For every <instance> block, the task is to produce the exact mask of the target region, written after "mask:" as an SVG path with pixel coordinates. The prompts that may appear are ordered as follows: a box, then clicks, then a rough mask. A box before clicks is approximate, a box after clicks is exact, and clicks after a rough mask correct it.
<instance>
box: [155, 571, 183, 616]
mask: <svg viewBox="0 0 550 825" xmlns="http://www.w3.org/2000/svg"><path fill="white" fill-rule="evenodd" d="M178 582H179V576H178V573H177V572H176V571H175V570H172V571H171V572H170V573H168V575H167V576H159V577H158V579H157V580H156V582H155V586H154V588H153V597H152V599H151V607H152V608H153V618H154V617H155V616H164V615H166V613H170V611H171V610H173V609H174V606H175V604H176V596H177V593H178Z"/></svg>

---

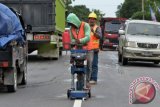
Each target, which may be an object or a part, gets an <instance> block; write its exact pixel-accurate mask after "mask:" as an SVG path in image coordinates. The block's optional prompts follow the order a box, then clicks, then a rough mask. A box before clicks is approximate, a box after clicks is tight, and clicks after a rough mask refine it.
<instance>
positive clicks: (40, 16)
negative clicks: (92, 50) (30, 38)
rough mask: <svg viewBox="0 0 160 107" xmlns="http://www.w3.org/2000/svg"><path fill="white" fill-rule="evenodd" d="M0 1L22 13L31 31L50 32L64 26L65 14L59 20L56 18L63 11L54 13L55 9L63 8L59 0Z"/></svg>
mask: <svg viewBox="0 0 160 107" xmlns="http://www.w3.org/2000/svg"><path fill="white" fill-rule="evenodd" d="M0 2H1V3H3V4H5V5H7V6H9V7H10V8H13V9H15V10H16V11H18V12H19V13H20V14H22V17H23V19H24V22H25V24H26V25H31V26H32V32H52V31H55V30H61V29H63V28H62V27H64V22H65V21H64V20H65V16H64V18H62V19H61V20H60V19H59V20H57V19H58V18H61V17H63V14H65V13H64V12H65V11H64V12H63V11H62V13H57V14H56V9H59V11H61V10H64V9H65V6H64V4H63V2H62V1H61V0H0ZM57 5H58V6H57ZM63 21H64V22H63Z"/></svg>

THE TASK:
All lines above that contain "exact" are required in the answer.

YOUR SOLUTION:
For every <instance> block, the task is to produce the exact mask of the target region, written after "mask:" as an SVG path with pixel coordinates. The prompts that may appear are ordered as follows: a box, then clicks, then a rough mask. A box before clicks is approximate, a box after clicks is exact, and clicks after a rough mask correct it.
Each target, which may be an object or a part, gets an <instance> block; write its exact pixel-accurate mask after "mask:" as an SVG path in image coordinates. The block's optional prompts follow the order a box, then clicks, then a rough mask. A box before clicks is approximate, a box after clicks is tight, and clicks after a rough mask refine it.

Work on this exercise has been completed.